(Region labeling records)
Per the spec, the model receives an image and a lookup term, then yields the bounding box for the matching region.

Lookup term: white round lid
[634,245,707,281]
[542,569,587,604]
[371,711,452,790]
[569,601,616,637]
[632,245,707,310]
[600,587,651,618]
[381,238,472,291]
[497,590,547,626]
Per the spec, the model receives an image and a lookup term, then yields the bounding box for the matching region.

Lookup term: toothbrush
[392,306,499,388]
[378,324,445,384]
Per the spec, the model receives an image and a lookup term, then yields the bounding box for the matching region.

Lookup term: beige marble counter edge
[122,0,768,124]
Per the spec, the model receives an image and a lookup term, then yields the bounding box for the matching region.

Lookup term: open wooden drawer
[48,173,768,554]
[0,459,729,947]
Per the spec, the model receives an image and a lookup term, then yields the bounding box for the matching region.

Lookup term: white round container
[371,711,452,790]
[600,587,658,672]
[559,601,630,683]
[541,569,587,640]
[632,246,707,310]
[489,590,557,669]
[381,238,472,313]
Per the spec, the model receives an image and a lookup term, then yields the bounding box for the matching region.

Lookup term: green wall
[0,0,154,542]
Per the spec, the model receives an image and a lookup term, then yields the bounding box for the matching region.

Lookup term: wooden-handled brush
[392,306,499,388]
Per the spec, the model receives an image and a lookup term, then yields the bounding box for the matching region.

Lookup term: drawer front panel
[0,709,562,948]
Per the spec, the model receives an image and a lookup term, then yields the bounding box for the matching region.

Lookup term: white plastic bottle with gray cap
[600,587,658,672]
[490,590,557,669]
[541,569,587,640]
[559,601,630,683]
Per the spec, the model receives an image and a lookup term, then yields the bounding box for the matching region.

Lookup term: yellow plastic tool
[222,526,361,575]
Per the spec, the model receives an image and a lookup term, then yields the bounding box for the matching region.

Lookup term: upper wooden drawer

WORK TO COMPLETE - Rename "matching region" to "corresponding area" everywhere in the lines above, and keep all other text unchanged.

RESULT -
Per the spec, the model receives an image and a lookup term, then yields the bounding box for the corresponding area.

Lookup term: white round lid
[634,245,707,281]
[542,569,587,604]
[371,711,452,790]
[569,601,616,637]
[632,245,707,310]
[600,587,651,618]
[381,238,472,291]
[497,590,547,626]
Per the spec, the model receives an image and a lookup term, then yields the bounding box for the corresponding area.

Lookup term: toothbrush
[392,306,499,388]
[378,324,445,384]
Per the spec, the model receives an image and a lookup term, then yields the bounding box for the corresponding area.

Lookup term: beige marble counter edge
[122,0,768,124]
Per the spec, the model receives an image and a lookup term, then yields the bounding box for the corresponding area.

Lookup term: open wooden drawer
[48,173,768,554]
[0,459,729,947]
Per the spec, the model receives an image and a lookup term, then yields the bounding box for the corresponding area.

Lookup term: white round container
[371,711,452,790]
[600,587,658,672]
[559,601,630,683]
[541,569,587,640]
[632,246,707,310]
[489,590,557,669]
[381,238,472,313]
Per the spec, the model receives an image and a lookup term, then yields the bounding box for the corresponding area.

Lookup term: green wall
[0,0,154,542]
Per the spec, the model receives an image and a lookup term, then yields the bounding box for the corresponding area.

Lookup term: wooden-handled brush
[392,306,499,388]
Per the spec, the model receives an image and a lookup term, then yields the bounding box for the corresponding area.

Lookup term: drawer front panel
[0,709,562,948]
Per the spec, the model receives an image and a lookup term, then yields the bounding box for the corresponding area.

Lookup term: white plastic bottle with gray cap
[600,587,658,672]
[490,590,557,669]
[541,569,587,640]
[559,601,630,683]
Per the spec, the model receives an image and a lookup term, then yields the bounding box for the corresponding area.

Lookup term: yellow plastic tool
[222,526,361,575]
Per the spec, the model receives an image and a lookup term, then yields the bounding box for the corresponding area.

Lookup term: upper wooden drawer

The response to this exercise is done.